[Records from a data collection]
################
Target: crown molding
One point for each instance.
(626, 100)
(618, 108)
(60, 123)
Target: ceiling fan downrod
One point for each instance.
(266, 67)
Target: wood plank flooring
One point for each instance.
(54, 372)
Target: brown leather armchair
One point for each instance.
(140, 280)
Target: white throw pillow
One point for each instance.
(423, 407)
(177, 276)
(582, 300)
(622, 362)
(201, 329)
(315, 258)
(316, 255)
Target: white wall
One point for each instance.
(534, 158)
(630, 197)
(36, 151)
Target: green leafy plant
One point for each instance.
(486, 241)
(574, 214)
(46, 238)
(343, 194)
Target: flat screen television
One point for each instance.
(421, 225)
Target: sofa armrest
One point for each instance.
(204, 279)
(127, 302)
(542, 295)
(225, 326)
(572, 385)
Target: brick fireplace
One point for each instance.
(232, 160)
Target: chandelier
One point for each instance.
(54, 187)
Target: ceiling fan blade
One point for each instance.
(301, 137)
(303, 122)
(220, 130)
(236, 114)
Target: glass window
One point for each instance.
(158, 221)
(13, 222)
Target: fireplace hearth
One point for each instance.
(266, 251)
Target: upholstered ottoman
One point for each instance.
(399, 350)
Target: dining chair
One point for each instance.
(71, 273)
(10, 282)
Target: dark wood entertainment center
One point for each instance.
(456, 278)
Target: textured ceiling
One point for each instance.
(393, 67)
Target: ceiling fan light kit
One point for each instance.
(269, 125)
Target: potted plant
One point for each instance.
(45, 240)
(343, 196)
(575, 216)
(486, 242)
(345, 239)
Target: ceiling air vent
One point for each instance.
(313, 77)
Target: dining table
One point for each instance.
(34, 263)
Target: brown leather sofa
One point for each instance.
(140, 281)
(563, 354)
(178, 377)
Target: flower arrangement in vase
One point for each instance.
################
_THE PROBLEM_
Repeat the data verbatim.

_TASK RESULT_
Target: crown molding
One point for each instance.
(626, 100)
(618, 108)
(60, 123)
Target: ceiling fan downrod
One point for each instance.
(266, 67)
Target: wood plank flooring
One point for each instance.
(54, 372)
Target: brown leather armchair
One point for each instance.
(140, 280)
Target: white throw pillow
One point for each instance.
(423, 407)
(177, 276)
(582, 300)
(622, 362)
(201, 329)
(315, 258)
(316, 255)
Target: white wall
One point for each instance.
(534, 158)
(630, 197)
(36, 151)
Target: green leafy plant
One point for each instance.
(486, 241)
(574, 214)
(46, 238)
(343, 194)
Target: flat screen television
One point for each instance.
(421, 225)
Target: sofa armrest
One point for each instance.
(204, 279)
(127, 302)
(542, 295)
(225, 326)
(572, 385)
Target: brick fireplace
One point for each instance.
(232, 160)
Target: chandelier
One point for each instance.
(54, 187)
Target: ceiling fan blade
One point for each instance.
(301, 137)
(303, 122)
(220, 130)
(236, 114)
Target: glass window
One point for each instance.
(158, 221)
(13, 222)
Target: fireplace hearth
One point for each instance.
(266, 251)
Target: upholstered ottoman
One point for each instance.
(399, 350)
Target: dining chair
One point for each instance.
(71, 273)
(10, 282)
Target: dark wood entertainment center
One point for each instance.
(456, 278)
Target: textured ceiling
One point for each instance.
(393, 67)
Target: ceiling fan light kit
One point for each instance.
(269, 125)
Target: potted plant
One point for each instance.
(45, 240)
(343, 196)
(575, 216)
(486, 242)
(345, 239)
Target: ceiling air vent
One point for each instance.
(313, 77)
Target: dining table
One point for each instance.
(34, 263)
Target: brown leather sofa
One point for each instance.
(140, 281)
(563, 354)
(178, 377)
Target: flower arrangement in vase
One point for each instance.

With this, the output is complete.